* Brief 1 *
Do these statements agree with the Leetcode solution text? Answer yes or no for each and quote the deciding words. (a) The total degree of a trio is reduced by 6. (b) The vertices are converted to a 1-based index. (c) The code returns 0 when no trio exists.
* Brief 2 *
Can you give the rows as a numbered list, starting with the row that contains "A point falls on each instance of the denim" and going on through the last of the rows, leaving out blank lines?
====== Text passage
That last “optimization” is super interesting. It doesn’t change time complexity, but it makes a big difference in the leetcode performance lol.
Leetcode solution:
class Solution {
List<HashSet<Integer>> adjacency = new ArrayList<>();
public int minTrioDegree(int n, int[][] edges) {
int[] degree = new int[n];
buildAdjacency(n, edges, degree);
return getMinTrioDegree(adjacency.size(), degree);
}
private void buildAdjacency(int n, int[][] edges, int[] degree) {
for (int i = 0; i < n; i++) {
adjacency.add(new HashSet<>());
}
for (int i = 0; i < edges.length; i++) {
//converting the vertices into 0 based index
int u = edges[i][0] - 1;
int v = edges[i][1] - 1;
degree[u]++;
degree[v]++;
adjacency.get(u).add(v);
adjacency.get(v).add(u);
}
}
private Integer getMinTrioDegree(int n, int[] degree) {
int minimumDegree = Integer.MAX_VALUE;
for (int i = 0; i < n; i++) {
for(int j = i + 1; j < n; j++) {
if (!adjacency.get(j).contains(i)) continue;
for (int k = j + 1; k < n; k++) {
if (adjacency.get(k).contains(i) && adjacency.get(k).contains(j)) {
int totalDegree = degree[i] + degree[j] + degree[k] - 6;
minimumDegree = Math.min(minimumDegree, totalDegree);
}
}
}
}
return minimumDegree == Integer.MAX_VALUE ? -1 : minimumDegree;
}
}
============
====== Stored data
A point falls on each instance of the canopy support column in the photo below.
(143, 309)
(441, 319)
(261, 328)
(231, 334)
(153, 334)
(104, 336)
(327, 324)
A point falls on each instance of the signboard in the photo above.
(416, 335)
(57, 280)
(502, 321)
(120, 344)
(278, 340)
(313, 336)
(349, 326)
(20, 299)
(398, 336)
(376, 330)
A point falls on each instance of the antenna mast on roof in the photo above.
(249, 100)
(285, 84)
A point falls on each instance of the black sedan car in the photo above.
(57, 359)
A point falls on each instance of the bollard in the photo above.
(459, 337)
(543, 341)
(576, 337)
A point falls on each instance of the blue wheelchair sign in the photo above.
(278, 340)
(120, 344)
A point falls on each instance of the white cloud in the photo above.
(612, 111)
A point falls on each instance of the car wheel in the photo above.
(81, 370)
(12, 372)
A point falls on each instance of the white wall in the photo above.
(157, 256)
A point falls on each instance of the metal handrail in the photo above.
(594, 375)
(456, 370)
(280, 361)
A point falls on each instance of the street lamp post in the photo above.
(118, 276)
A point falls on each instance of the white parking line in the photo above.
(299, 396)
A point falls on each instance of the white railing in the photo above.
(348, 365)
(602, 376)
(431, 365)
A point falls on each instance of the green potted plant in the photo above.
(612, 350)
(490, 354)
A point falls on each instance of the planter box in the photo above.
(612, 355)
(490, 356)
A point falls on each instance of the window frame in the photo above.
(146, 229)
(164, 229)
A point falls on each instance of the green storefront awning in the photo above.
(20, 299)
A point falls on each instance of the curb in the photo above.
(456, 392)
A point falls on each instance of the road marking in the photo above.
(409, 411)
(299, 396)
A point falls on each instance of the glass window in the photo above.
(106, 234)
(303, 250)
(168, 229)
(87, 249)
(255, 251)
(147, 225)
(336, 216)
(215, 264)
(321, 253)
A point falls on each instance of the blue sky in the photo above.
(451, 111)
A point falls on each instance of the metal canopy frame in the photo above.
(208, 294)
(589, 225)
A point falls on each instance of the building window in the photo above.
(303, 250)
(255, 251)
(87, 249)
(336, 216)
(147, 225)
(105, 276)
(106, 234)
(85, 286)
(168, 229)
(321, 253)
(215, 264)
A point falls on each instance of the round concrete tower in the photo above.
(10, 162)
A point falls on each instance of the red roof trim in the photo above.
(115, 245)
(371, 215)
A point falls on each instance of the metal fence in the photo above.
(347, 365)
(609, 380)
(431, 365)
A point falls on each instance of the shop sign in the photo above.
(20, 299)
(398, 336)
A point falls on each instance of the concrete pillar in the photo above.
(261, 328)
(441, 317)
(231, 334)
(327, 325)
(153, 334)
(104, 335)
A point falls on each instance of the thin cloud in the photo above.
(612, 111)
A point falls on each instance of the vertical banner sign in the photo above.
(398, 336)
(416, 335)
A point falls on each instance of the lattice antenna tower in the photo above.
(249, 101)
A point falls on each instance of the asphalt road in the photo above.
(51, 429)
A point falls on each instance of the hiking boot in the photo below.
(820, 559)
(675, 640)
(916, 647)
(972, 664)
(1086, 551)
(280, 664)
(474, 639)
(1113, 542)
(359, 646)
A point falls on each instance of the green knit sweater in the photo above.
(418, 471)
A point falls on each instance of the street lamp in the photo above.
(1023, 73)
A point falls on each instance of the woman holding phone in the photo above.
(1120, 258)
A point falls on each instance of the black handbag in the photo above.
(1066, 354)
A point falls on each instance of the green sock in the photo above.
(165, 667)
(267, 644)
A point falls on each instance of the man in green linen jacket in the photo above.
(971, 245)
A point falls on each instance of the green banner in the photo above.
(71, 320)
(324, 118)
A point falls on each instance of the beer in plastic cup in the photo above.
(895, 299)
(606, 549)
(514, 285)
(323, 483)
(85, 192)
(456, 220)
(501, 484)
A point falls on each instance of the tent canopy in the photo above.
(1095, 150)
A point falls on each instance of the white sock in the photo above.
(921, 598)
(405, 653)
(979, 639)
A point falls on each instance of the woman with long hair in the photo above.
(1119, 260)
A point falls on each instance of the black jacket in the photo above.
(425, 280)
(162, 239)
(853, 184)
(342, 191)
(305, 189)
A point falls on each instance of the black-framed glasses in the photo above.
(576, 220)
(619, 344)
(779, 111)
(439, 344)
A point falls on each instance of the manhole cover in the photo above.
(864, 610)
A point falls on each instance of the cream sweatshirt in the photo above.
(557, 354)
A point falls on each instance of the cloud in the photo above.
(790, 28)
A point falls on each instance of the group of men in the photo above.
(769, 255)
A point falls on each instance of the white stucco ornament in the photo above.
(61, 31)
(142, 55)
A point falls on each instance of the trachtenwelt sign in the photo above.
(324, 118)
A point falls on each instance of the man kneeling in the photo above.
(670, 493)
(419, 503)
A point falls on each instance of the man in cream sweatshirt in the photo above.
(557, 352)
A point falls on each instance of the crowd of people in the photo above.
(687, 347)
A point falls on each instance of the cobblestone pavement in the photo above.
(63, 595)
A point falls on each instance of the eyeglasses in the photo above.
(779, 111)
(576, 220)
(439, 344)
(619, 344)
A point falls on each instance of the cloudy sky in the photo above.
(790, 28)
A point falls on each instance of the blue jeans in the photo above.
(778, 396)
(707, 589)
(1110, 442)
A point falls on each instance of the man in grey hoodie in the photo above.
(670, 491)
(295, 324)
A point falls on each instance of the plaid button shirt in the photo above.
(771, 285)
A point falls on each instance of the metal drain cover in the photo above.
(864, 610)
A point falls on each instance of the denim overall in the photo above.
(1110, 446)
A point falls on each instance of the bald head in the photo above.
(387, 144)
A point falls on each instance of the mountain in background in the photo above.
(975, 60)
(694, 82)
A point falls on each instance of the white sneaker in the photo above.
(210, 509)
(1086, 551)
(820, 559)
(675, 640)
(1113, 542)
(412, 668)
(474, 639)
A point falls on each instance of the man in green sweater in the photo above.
============
* Full solution 1 *
(a) Yes: "int totalDegree = degree[i] + degree[j] + degree[k] - 6;"
(b) No: "//converting the vertices into 0 based index"
(c) No: "return minimumDegree == Integer.MAX_VALUE ? -1 : minimumDegree;"

* Full solution 2 *
1. A point falls on each instance of the denim overall in the photo above.
2. (1110, 446)
3. A point falls on each instance of the bald head in the photo above.
4. (387, 144)
5. A point falls on each instance of the mountain in background in the photo above.
6. (975, 60)
7. (694, 82)
8. A point falls on each instance of the white sneaker in the photo above.
9. (210, 509)
10. (1086, 551)
11. (820, 559)
12. (675, 640)
13. (1113, 542)
14. (412, 668)
15. (474, 639)
16. A point falls on each instance of the man in green sweater in the photo above.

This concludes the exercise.